**WORK TASK**
Go through the records below and copy out every line that contains the word "surface".

**INPUT DATA**
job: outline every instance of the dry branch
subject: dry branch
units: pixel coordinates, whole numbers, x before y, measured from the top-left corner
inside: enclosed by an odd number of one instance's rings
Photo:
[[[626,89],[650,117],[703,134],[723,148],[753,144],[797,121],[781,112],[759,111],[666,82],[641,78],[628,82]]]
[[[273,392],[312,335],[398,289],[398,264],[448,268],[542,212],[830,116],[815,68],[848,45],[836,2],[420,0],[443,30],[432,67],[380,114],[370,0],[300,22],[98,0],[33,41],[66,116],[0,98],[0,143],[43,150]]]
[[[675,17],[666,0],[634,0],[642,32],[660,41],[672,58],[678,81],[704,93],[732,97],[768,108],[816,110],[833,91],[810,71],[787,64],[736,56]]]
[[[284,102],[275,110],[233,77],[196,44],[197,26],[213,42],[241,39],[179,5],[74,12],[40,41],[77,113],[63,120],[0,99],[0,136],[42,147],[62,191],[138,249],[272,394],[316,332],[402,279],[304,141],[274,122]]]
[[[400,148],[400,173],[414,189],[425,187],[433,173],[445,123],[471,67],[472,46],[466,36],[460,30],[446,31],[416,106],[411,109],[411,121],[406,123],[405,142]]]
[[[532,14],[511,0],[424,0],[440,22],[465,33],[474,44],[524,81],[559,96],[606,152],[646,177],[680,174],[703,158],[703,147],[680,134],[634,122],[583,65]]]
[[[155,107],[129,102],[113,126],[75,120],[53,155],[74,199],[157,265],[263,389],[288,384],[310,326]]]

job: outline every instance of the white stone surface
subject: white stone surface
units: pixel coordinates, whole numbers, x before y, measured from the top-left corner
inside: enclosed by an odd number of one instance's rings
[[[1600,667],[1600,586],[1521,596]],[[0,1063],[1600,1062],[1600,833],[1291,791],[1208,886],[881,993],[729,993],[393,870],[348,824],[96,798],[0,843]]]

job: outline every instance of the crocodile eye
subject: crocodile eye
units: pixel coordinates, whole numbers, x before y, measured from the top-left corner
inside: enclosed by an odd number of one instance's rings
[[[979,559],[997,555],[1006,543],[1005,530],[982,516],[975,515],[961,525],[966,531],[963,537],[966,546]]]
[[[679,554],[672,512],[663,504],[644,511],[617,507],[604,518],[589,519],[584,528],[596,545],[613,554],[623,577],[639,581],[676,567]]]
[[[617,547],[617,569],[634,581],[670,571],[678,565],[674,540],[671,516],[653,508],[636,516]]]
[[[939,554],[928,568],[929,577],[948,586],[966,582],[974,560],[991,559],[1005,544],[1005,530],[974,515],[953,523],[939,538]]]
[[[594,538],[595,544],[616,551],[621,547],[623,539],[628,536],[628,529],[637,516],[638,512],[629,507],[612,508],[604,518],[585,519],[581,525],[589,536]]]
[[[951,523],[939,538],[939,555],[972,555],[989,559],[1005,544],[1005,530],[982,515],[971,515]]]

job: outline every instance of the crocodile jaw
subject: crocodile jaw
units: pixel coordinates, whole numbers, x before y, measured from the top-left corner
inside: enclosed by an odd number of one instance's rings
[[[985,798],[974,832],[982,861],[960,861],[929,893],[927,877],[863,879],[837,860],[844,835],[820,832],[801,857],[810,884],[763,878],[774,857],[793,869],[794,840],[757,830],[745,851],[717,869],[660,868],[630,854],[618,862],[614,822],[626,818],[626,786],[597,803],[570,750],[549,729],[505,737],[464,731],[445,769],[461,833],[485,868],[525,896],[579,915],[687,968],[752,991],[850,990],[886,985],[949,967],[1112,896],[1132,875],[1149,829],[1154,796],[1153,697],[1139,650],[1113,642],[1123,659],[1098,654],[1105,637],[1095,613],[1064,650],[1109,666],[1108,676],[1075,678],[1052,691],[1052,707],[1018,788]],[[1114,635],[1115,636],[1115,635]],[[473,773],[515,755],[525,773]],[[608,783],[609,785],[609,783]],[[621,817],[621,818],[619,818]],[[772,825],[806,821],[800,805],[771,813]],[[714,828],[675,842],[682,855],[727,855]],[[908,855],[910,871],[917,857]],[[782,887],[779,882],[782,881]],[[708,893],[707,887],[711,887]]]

**ANSWER SPACE**
job: outline every instance of the white stone surface
subject: white stone surface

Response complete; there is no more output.